Dataset records about where objects are located
◆ ◆ ◆ ◆ ◆

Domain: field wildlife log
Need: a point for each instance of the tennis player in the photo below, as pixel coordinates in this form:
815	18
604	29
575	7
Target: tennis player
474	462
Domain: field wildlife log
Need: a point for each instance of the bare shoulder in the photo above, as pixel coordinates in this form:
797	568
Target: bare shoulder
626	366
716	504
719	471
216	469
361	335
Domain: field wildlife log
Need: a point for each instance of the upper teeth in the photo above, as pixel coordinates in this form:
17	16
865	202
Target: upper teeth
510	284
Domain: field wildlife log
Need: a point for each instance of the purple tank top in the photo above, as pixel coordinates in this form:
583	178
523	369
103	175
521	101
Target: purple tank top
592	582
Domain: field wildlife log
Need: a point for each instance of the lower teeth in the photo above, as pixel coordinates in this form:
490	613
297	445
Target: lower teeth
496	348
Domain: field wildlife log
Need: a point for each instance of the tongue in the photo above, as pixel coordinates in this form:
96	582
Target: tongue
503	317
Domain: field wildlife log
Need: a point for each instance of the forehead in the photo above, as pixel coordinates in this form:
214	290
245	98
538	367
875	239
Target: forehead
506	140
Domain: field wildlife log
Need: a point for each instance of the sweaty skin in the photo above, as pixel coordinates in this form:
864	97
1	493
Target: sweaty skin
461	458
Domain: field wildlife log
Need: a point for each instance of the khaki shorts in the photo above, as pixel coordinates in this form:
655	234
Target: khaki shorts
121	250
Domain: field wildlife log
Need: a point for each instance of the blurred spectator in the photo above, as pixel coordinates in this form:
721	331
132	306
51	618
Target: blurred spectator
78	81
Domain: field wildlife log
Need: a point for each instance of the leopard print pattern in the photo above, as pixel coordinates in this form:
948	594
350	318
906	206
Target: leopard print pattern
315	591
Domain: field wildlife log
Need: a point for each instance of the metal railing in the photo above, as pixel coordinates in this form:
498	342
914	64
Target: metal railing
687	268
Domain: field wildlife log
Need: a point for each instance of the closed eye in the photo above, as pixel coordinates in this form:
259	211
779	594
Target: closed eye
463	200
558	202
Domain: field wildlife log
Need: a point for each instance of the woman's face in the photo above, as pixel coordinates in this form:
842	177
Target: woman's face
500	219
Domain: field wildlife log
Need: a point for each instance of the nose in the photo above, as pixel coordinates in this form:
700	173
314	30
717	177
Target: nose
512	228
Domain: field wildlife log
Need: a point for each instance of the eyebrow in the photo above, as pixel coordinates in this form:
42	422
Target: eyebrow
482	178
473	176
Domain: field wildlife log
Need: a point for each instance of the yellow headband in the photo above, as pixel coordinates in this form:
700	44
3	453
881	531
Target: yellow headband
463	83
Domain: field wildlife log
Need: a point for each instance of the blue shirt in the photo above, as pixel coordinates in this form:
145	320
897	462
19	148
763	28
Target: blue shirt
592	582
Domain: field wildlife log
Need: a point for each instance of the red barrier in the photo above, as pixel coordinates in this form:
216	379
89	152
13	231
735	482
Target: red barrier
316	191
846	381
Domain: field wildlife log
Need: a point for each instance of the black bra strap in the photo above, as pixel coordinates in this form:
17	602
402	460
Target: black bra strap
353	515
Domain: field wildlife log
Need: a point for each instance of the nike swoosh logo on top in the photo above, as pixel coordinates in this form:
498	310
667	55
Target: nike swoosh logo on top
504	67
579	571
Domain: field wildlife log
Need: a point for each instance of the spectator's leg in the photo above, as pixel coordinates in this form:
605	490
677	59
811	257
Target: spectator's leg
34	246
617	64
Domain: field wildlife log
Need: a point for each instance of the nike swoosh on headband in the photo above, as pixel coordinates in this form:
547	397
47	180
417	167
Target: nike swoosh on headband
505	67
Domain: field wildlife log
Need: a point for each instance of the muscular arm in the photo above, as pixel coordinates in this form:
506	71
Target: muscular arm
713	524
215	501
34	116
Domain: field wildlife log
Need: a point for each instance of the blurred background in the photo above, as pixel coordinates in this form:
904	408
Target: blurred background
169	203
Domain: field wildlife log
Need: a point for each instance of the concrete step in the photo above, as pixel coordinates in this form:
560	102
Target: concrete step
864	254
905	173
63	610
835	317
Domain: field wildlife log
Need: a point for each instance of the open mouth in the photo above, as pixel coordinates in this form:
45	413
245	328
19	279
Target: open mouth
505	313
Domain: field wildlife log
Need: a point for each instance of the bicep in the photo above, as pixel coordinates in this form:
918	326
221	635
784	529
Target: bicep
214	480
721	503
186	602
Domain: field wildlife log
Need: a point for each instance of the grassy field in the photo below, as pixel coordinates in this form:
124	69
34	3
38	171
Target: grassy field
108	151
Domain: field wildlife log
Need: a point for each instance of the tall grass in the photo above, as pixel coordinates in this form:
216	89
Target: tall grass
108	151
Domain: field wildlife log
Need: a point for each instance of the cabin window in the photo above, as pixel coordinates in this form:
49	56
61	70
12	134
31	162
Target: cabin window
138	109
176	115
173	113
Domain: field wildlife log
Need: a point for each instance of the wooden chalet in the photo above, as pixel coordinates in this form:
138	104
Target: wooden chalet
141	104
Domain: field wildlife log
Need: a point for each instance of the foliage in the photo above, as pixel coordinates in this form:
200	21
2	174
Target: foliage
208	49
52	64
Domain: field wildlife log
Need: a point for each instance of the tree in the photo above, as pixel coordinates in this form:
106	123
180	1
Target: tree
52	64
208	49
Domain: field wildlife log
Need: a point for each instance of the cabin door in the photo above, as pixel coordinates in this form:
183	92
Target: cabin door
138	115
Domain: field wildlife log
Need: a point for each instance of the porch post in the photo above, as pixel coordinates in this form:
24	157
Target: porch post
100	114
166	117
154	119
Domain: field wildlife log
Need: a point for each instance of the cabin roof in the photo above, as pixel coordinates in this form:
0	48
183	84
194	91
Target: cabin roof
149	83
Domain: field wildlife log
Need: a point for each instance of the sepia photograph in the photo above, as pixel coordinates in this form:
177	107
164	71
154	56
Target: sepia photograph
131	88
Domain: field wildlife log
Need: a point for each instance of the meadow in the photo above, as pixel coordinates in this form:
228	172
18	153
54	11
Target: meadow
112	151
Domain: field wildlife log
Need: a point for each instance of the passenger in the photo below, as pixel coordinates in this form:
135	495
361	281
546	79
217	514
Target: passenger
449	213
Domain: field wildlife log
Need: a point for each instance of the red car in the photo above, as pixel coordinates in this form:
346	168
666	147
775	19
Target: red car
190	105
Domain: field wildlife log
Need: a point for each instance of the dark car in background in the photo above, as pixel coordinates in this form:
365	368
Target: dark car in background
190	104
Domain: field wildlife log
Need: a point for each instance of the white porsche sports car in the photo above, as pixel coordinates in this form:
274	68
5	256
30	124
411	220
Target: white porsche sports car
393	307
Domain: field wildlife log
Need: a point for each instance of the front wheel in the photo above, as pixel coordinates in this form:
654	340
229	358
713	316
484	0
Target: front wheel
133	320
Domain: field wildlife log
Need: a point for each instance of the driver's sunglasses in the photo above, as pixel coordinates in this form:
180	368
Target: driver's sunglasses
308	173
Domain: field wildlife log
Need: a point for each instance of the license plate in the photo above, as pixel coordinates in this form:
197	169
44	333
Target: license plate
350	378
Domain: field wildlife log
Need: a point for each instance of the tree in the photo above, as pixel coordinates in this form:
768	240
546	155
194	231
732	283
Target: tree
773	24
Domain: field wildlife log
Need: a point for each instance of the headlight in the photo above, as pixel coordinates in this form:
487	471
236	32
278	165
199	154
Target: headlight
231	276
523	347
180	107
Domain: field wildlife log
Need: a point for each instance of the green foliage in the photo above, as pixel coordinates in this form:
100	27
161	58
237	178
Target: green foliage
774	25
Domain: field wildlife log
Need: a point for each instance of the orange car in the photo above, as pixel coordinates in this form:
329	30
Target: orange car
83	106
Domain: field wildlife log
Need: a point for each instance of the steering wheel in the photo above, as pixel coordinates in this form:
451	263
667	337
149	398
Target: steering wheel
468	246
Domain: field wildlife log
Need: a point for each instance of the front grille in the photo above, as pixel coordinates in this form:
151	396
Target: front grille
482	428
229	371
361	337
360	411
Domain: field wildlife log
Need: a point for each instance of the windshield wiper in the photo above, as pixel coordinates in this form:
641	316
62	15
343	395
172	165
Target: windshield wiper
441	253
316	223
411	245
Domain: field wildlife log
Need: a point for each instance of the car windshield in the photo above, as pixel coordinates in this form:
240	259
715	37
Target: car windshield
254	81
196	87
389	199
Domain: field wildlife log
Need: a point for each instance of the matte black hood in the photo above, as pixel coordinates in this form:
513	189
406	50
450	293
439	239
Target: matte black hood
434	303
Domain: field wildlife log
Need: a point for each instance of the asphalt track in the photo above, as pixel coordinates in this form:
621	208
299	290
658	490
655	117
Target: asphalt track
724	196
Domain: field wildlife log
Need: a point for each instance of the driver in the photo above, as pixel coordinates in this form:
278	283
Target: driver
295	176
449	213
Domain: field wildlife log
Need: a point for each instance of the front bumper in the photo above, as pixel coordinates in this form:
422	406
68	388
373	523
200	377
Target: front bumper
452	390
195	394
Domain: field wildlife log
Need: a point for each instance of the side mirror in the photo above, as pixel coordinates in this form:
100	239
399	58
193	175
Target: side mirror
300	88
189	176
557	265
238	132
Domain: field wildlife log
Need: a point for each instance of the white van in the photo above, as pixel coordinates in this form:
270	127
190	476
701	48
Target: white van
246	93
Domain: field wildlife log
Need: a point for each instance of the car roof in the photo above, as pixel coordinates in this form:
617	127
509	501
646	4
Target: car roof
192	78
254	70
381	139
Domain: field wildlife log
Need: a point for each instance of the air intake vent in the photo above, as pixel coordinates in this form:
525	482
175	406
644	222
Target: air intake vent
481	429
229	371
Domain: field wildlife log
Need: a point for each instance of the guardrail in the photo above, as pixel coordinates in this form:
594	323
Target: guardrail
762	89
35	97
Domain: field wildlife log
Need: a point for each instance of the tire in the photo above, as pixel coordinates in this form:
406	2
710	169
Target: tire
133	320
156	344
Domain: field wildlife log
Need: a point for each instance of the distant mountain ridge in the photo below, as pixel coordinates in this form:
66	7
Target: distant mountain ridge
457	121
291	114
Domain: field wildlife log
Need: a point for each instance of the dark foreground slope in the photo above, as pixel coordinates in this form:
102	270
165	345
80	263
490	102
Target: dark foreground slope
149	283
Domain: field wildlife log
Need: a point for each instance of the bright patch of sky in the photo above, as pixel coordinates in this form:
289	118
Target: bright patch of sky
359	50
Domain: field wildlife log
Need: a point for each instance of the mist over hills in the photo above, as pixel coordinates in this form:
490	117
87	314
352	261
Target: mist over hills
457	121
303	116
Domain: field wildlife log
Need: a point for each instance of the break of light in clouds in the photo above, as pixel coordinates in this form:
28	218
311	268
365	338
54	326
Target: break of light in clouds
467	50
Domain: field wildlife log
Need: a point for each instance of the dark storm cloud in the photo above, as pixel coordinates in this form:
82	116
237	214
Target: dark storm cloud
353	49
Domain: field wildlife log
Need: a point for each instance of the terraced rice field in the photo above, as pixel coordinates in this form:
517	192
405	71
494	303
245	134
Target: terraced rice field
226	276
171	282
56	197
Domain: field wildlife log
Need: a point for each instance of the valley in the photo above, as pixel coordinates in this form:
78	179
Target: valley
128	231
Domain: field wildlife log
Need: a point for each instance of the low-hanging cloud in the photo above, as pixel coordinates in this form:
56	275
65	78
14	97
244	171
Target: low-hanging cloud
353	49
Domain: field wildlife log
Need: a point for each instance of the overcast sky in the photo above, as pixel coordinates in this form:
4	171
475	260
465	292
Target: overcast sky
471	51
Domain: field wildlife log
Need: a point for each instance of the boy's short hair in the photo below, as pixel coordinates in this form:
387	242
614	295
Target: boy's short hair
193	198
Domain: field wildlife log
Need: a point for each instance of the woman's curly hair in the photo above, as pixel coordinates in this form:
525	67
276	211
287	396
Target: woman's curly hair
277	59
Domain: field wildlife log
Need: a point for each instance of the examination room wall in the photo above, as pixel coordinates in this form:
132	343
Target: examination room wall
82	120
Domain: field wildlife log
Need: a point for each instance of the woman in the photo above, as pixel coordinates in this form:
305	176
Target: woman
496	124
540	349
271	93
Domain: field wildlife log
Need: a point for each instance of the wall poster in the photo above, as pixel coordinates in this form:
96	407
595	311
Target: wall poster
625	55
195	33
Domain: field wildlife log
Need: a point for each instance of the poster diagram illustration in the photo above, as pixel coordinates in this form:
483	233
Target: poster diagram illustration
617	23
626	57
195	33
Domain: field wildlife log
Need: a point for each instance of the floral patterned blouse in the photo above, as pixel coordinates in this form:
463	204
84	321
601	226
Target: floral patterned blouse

◆ ◆ ◆ ◆ ◆

_Work to be completed_
Identify every line of the items above that contains the word "cabin", and copy each such line. Case counts.

_Problem solution_
Need: a point for each instance of the cabin window in the photo above, as pixel coordinates in this form:
Target: cabin window
Need: a point for each instance of the cabin door in the photo above, as pixel coordinates in this form:
Target: cabin door
Need: a point for each instance of the cabin roof in the photo above, as pixel coordinates in this form:
Target: cabin roof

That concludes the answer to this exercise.